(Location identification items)
/---

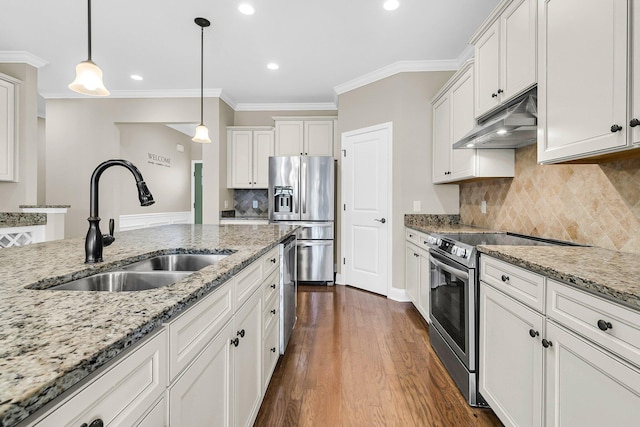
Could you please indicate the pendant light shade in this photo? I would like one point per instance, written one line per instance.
(88, 75)
(202, 133)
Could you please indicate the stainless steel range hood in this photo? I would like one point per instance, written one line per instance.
(513, 127)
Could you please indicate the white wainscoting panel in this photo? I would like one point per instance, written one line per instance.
(132, 222)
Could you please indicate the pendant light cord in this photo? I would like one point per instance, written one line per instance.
(201, 75)
(89, 21)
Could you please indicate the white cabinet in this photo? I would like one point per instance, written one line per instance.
(412, 272)
(247, 361)
(304, 136)
(510, 358)
(248, 156)
(577, 366)
(120, 395)
(452, 119)
(202, 395)
(582, 90)
(505, 54)
(8, 128)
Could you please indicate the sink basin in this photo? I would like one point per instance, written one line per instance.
(176, 262)
(122, 281)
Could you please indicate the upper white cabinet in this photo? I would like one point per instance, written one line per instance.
(248, 154)
(304, 136)
(505, 54)
(452, 119)
(582, 90)
(8, 123)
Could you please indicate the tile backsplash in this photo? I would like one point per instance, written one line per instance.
(596, 205)
(243, 203)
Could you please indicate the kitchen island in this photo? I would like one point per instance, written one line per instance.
(52, 340)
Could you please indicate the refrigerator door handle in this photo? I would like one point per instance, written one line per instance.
(303, 185)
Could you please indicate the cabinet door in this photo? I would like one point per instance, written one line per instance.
(289, 138)
(582, 78)
(412, 272)
(487, 51)
(202, 396)
(462, 121)
(8, 111)
(587, 386)
(519, 48)
(424, 285)
(247, 365)
(241, 159)
(318, 138)
(510, 368)
(441, 139)
(263, 147)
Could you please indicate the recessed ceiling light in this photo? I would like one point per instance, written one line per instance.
(391, 4)
(246, 9)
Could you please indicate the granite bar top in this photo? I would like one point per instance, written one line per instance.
(21, 219)
(50, 340)
(611, 274)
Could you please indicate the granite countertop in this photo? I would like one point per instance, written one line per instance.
(612, 274)
(21, 219)
(50, 340)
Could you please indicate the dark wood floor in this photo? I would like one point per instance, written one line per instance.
(358, 359)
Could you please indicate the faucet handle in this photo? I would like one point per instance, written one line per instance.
(108, 239)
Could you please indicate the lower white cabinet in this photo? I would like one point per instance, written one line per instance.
(120, 395)
(557, 366)
(202, 395)
(510, 358)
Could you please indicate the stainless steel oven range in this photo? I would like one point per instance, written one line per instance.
(454, 301)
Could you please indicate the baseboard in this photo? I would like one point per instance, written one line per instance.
(132, 222)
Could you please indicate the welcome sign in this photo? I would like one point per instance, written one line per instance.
(159, 160)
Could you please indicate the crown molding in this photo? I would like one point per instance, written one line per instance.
(166, 93)
(21, 57)
(395, 68)
(310, 106)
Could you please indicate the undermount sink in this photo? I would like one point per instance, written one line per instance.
(122, 281)
(152, 273)
(176, 262)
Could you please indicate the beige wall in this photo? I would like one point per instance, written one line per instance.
(403, 99)
(82, 133)
(25, 191)
(591, 204)
(167, 180)
(265, 118)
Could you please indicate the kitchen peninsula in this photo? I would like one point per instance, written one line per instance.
(51, 340)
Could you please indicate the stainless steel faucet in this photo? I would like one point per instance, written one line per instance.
(95, 240)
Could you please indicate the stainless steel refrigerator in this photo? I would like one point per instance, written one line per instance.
(301, 192)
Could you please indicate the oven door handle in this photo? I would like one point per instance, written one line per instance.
(452, 270)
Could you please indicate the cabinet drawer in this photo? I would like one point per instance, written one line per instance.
(122, 394)
(413, 236)
(270, 354)
(271, 260)
(271, 285)
(192, 331)
(586, 313)
(248, 280)
(521, 284)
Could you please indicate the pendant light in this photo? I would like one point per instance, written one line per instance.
(202, 133)
(88, 75)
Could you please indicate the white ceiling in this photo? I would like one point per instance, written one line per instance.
(319, 44)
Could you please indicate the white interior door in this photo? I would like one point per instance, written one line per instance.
(366, 183)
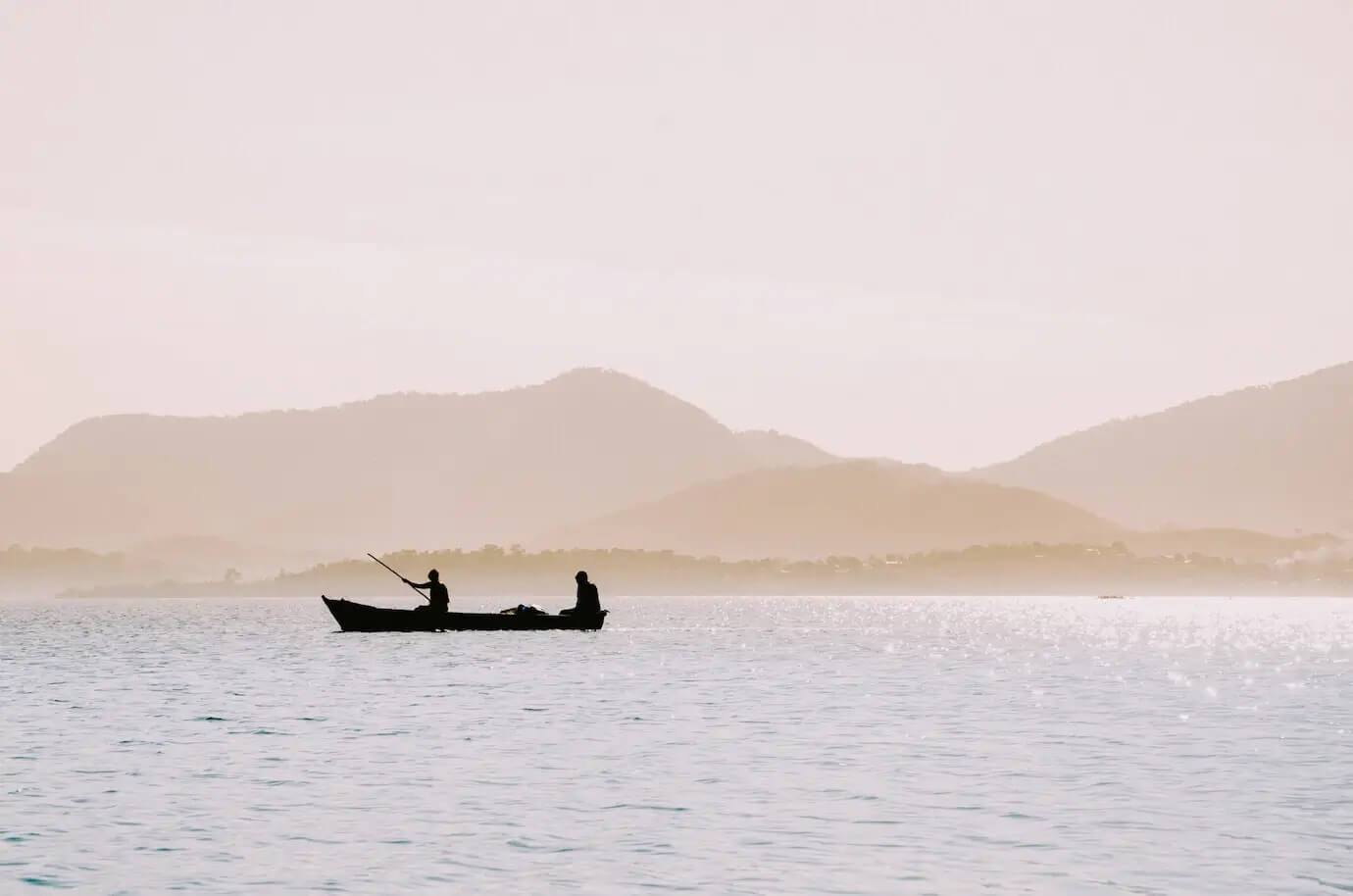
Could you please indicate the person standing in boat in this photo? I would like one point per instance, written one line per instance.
(437, 598)
(588, 603)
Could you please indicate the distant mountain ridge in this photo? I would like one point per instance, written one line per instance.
(597, 458)
(848, 508)
(1268, 458)
(405, 470)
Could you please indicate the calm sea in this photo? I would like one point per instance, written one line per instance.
(712, 745)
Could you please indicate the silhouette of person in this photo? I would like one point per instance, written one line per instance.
(437, 598)
(588, 603)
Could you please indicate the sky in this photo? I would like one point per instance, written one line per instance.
(935, 231)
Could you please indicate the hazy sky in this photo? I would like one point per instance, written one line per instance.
(932, 230)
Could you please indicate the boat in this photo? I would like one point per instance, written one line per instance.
(360, 618)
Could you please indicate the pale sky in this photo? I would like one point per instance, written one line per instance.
(929, 230)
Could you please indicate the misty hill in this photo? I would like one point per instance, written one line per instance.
(406, 470)
(773, 448)
(1271, 458)
(851, 508)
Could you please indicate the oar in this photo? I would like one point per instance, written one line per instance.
(401, 578)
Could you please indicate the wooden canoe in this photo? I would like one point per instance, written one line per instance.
(360, 618)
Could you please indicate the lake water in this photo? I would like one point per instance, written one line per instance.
(715, 745)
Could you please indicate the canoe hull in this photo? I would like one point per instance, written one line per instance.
(360, 618)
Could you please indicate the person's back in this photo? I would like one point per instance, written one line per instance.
(587, 601)
(438, 600)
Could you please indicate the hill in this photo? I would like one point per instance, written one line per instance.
(1270, 458)
(408, 470)
(850, 508)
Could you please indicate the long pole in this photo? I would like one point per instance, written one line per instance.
(401, 578)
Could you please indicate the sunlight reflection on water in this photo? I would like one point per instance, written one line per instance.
(730, 745)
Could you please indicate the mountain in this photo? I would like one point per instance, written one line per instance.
(773, 448)
(850, 508)
(408, 470)
(1270, 458)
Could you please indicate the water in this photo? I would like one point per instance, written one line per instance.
(727, 746)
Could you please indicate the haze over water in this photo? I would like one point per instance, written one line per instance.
(729, 745)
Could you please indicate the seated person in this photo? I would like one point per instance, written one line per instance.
(588, 603)
(437, 598)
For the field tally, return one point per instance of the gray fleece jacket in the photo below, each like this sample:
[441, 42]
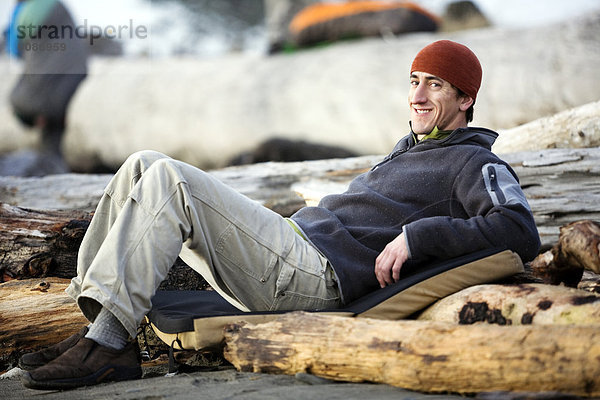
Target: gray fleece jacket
[451, 197]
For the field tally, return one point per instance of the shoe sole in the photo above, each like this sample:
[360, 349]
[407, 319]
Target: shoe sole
[105, 374]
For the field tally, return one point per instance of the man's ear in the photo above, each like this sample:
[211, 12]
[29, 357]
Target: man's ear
[465, 102]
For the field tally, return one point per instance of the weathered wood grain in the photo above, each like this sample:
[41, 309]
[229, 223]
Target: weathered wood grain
[37, 243]
[422, 355]
[524, 304]
[562, 185]
[35, 313]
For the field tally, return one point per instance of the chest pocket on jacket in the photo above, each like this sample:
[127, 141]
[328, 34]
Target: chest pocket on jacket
[502, 187]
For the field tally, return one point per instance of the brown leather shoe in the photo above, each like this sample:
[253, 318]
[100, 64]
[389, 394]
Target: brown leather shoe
[85, 364]
[35, 360]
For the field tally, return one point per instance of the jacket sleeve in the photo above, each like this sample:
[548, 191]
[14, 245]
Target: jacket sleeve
[489, 194]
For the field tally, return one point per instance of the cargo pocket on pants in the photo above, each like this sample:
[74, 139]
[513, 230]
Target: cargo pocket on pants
[283, 280]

\---

Aim of the exercise
The answer consists only of the lines from the one containing "of the chest" to the end of the records, each written out exactly.

Problem solution
For the field tally, return one point per instance of the chest pocket on jacket in the photo above, each like this sample:
[127, 141]
[328, 34]
Target: chest pocket on jacket
[502, 187]
For the field tally, return one point per instance of the brown leather shoe in the photo above, each like this sample:
[253, 318]
[100, 64]
[389, 394]
Target: brown leather shoe
[85, 364]
[35, 360]
For the field tally, return one point per instance of the jacket sleeve in the photo above, each like this sample:
[548, 191]
[14, 245]
Target: jacket sleeve
[489, 194]
For the field tally, return one point per instance of the cargo pocket on pants in the photo above, each like this sample:
[74, 139]
[513, 230]
Target: cargo pocket on pants
[283, 280]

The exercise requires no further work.